Le capteur de couleurs empilé

Empiler les capteurs de couleurs sensibles au rouge, au bleu et au vert au lieu de les aligner à la manière d’une mosaïque: ce principe pourrait permettre de réaliser des capteurs d’images d’une résolution et d’une sensibilité à la lumière encore jamais atteinte précédemment. Des chercheurs de l’Empa et de l’EPFZ ont développé un prototype de capteur qui absorbe la lumière de manière quasiment idéale et dont la fabrication, s’avère peu onéreuse.

Pour percevoir les couleurs, l’œil humain est pourvu de trois différents types de cellules sensorielles: les cellules sensibles au rouge, au vert et au bleu se relayent dans l’œil et rassemblent leurs informations pour obtenir une image complète de la couleur. Les capteurs d’images – tels que les appareils photos des téléphones portables – ont un fonctionnement semblable: comme sur une mosaïque, les capteurs bleus, verts et rouges alternent. Les algorithmes intelligents des logiciels calculent une image colorée de haute résolution à partir des différents pixels de couleur.

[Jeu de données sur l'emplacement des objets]
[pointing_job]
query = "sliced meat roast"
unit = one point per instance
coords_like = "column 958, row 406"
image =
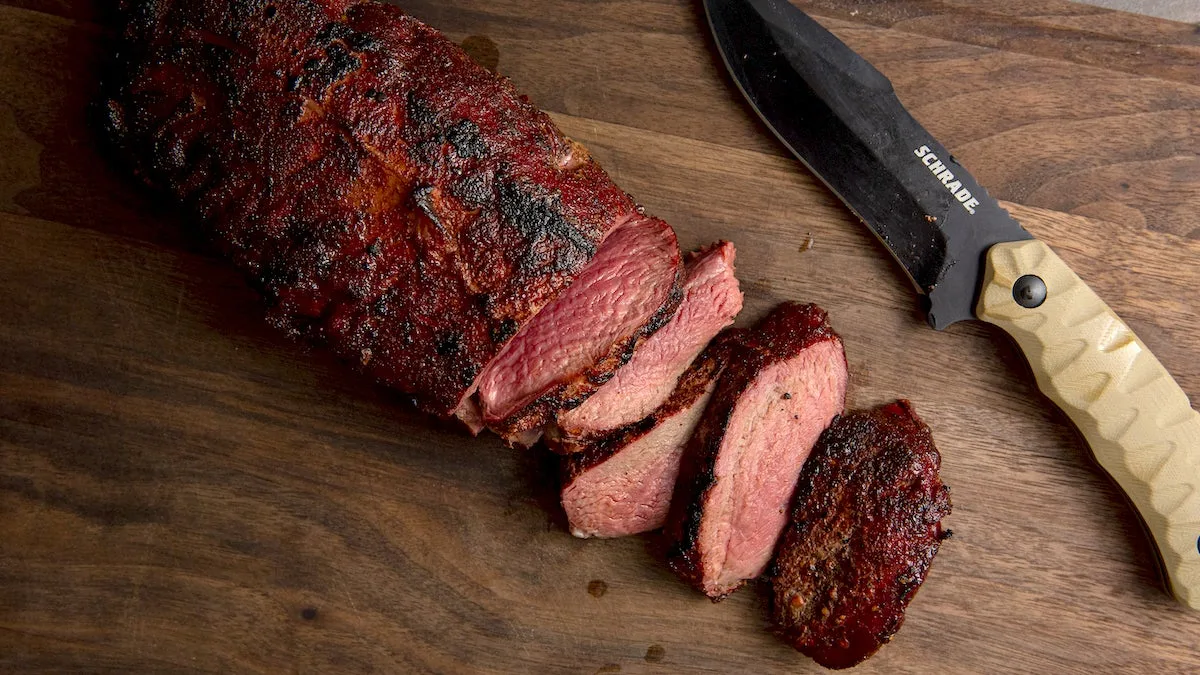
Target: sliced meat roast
column 628, row 292
column 865, row 527
column 389, row 197
column 783, row 387
column 622, row 483
column 712, row 300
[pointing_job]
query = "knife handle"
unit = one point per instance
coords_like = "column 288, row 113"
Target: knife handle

● **Objectif visé**
Recopiez à l'identique le passage sur le capteur de couleurs empilé, depuis « Le capteur de » jusqu'à « s’avère peu onéreuse. » inclus.

● **Résultat attendu**
Le capteur de couleurs empilé

Empiler les capteurs de couleurs sensibles au rouge, au bleu et au vert au lieu de les aligner à la manière d’une mosaïque: ce principe pourrait permettre de réaliser des capteurs d’images d’une résolution et d’une sensibilité à la lumière encore jamais atteinte précédemment. Des chercheurs de l’Empa et de l’EPFZ ont développé un prototype de capteur qui absorbe la lumière de manière quasiment idéale et dont la fabrication, s’avère peu onéreuse.